(Problem description)
Every line of the data should be written out exactly, with the pictures left out.

=-=-=-=-=

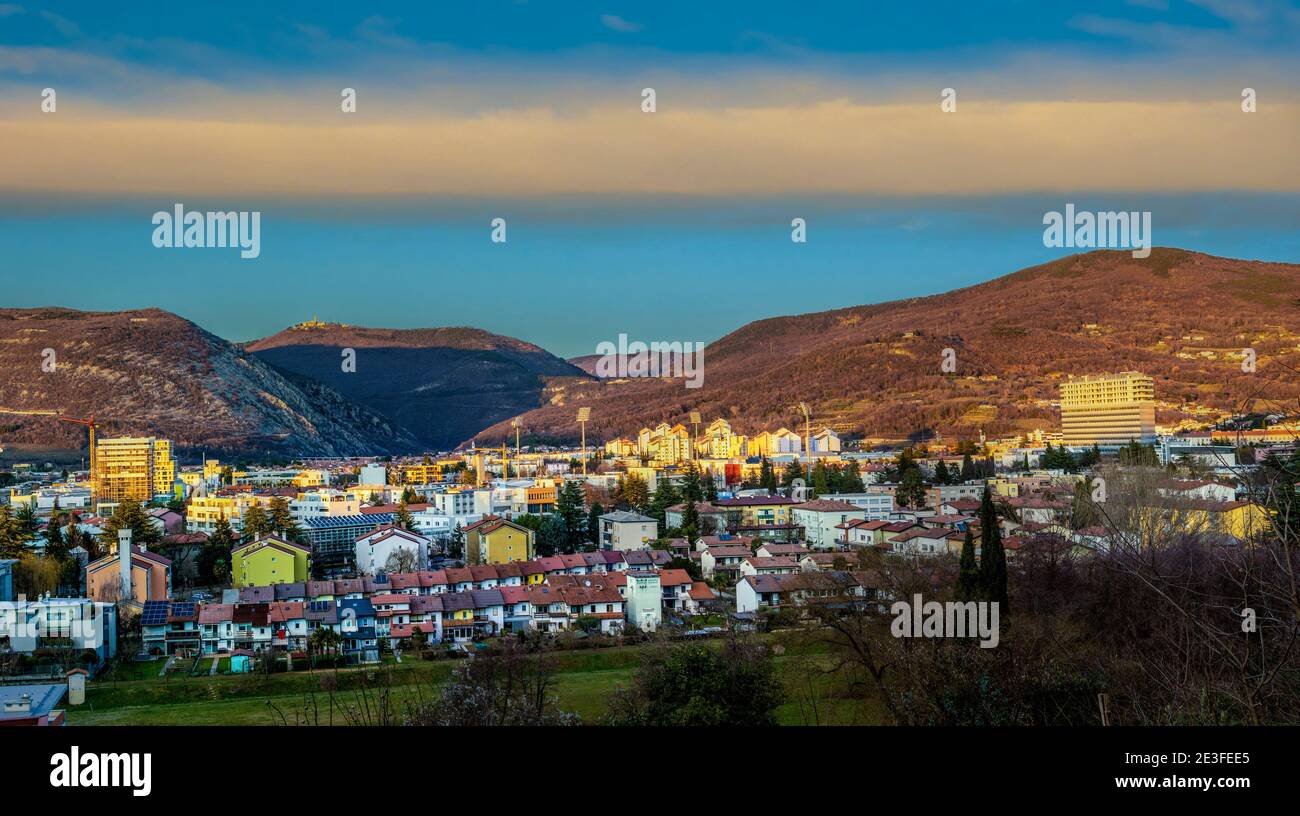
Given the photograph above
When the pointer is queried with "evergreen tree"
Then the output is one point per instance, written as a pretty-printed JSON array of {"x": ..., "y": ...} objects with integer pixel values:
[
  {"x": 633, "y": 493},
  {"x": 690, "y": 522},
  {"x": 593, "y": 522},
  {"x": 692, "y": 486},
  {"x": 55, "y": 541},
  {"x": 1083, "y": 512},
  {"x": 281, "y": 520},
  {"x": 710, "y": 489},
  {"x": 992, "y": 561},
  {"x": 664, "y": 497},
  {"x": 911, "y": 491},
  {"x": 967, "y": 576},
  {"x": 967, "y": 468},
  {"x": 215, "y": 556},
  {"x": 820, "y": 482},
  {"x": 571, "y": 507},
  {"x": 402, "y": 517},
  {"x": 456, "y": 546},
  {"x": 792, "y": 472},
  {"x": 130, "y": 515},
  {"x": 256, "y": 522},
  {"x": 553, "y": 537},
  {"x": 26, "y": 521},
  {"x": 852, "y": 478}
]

=-=-=-=-=

(Response to the exercise)
Given the photograph above
When the pointer is queried with "evergreen tree"
Then the output is one point per instance, written as a pretty-printed JSON array of {"x": ..., "y": ...} objects with integer pixel values:
[
  {"x": 633, "y": 493},
  {"x": 690, "y": 522},
  {"x": 593, "y": 522},
  {"x": 692, "y": 486},
  {"x": 55, "y": 541},
  {"x": 1083, "y": 512},
  {"x": 281, "y": 520},
  {"x": 710, "y": 489},
  {"x": 992, "y": 561},
  {"x": 664, "y": 497},
  {"x": 911, "y": 491},
  {"x": 967, "y": 576},
  {"x": 967, "y": 468},
  {"x": 215, "y": 556},
  {"x": 820, "y": 482},
  {"x": 571, "y": 507},
  {"x": 402, "y": 517},
  {"x": 456, "y": 546},
  {"x": 792, "y": 472},
  {"x": 130, "y": 515},
  {"x": 256, "y": 522},
  {"x": 553, "y": 537},
  {"x": 26, "y": 521},
  {"x": 852, "y": 478}
]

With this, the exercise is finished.